* Arbeitsaufträge:
- A) Prüfe, ob die Aussagen (i) bis (iii) zum Textausschnitt über den Berliner Parfumstreit passen. Antworte jeweils mit Ja oder Nein und zitiere die entscheidenden Worte wörtlich.
(i) Frau Nyberg schwört bei einem Neo-Fougère auf Ambroxan.
(ii) K nennt die Mauer unter dem, was sie überlebt haben.
(iii) Im Lied bezeichnen sie sich als die Sahne im Tee.
- B) Beantworte die drei Fragen zum Textausschnitt über den Berliner Parfumstreit.
(i) Nach wem fragen alle, nachdem sie „Ein Skandal!“ gerufen haben?
(ii) Welche Sprache wird laut M hier gesprochen?
(iii) Von wo bis wo sind sie laut dem Lied die Sahne im Kaffee?
- C) Schreib den Textausschnitt über den Berliner Parfumstreit nach der Zeile „Knüppel aus dem Sack!“ weiter.

* Textausschnitt:

_ _ _ _

Ich: Kann ich was dafür, dass Frau Nyberg auf Ambroxan für ein Neo-Fougère schwört?
Alle: Ein Skandal! Wo bleibt der Schutzmann?
M: Neo, new, ny, hier wird Deutsch gesprochen!
Sagen Sie der Frau Neuberg, dass der Neu-Farn grandios chemisch enttäuscht, Sie Neu-Urning!
L: Neu-Urning, das ist gut!
Ich: Lieber ein Neu-Urning als eine olle Giftschleuder!
L: Aaaaaahhhhhh!!!
Sie fällt fast in Ohnmacht.
K: Lotti, wir haben den Zusammenbruch überlebt, die Blockade, die Mauer, die Apo, die Hausbesetzer!
M: Und Jahrzehnte arm aber sexy Ideologie! Da werden wir erst recht mit so einem fertig!
Ja wer sind wir denn?
Und dann singen sie.
Alle: Wir sind die Diademe, der Riech-Hauptsadt Berlin.
Die Buttercreme de la Crème,
die Queens der Tauentzien.
Vom Ku’damm bis zum KaDeWe
sind wir die Sahne im Kaffee.
Wie vor ein paar Jahren
tiri tiri tiralala
Wie vor ein paar Jahren
tärä tärä tärä
Berlin erstickt in Plörre
und Amboxanten-Pack,
nur eins kann da noch wirken
Knüppel aus dem Sack!

_ _ _ _

* Bereitgestellte Daten:
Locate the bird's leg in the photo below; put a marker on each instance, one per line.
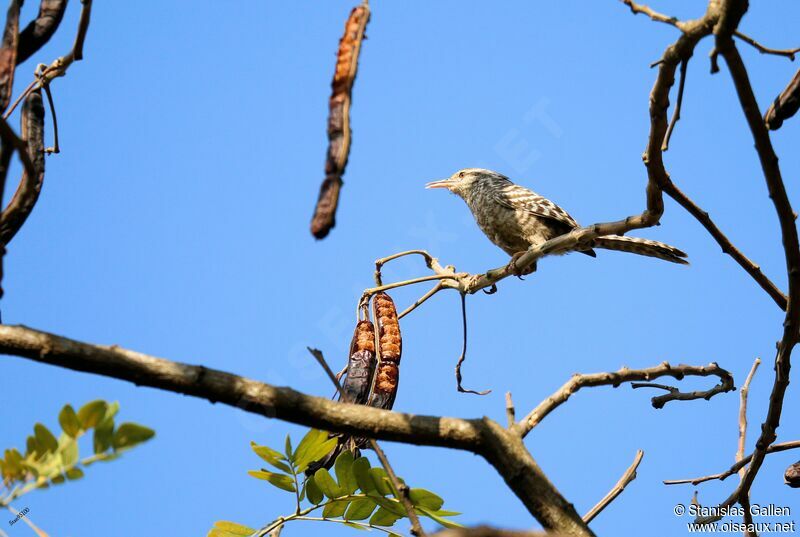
(519, 273)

_ _ _ _

* Antworten im Einzelnen:
- A)
(i) Ja: „dass Frau Nyberg auf Ambroxan für ein Neo-Fougère schwört“
(ii) Ja: „die Blockade, die Mauer“
(iii) Nein: „sind wir die Sahne im Kaffee“

- B)
(i) Nach dem Schutzmann.
(ii) Deutsch.
(iii) Vom Ku’damm bis zum KaDeWe.

- C)
Jawohl!
Mit Rosenholz und Amberstein
wird unsere Stadt bald sauber sein!
Wie vor ein paar Jahren
tiri tiri tiralala
Wie vor ein paar Jahren
tärä tärä tärä
Ja wir Wilmersdorfer Witwen verteidigen Berlin!
Sonst wären wir längst ambroxisch, schön toxisch, blaugrün!
Was nach uns kommt ist schiete,
denn wir sind die Elite!
Wir Wilmersdorfer Witwen!
Wir Zehlendorfer, Dahlemer,
Charlottenburger, Steglitzer,
wir Lichterfelder, Grunewalder,
Wilmersdorfer Witwen!
Beim Aufwachen im Krankenwagen grinst mich ein Sanitäter an und übergibt mir eine schöne Pralinen-Schachtel, die neben meinem regungslosen Körper gefunden wurde. Die Sauerstoffmaske rutscht mir beim Lesen der Widmung in elegantem Schriftzug runter.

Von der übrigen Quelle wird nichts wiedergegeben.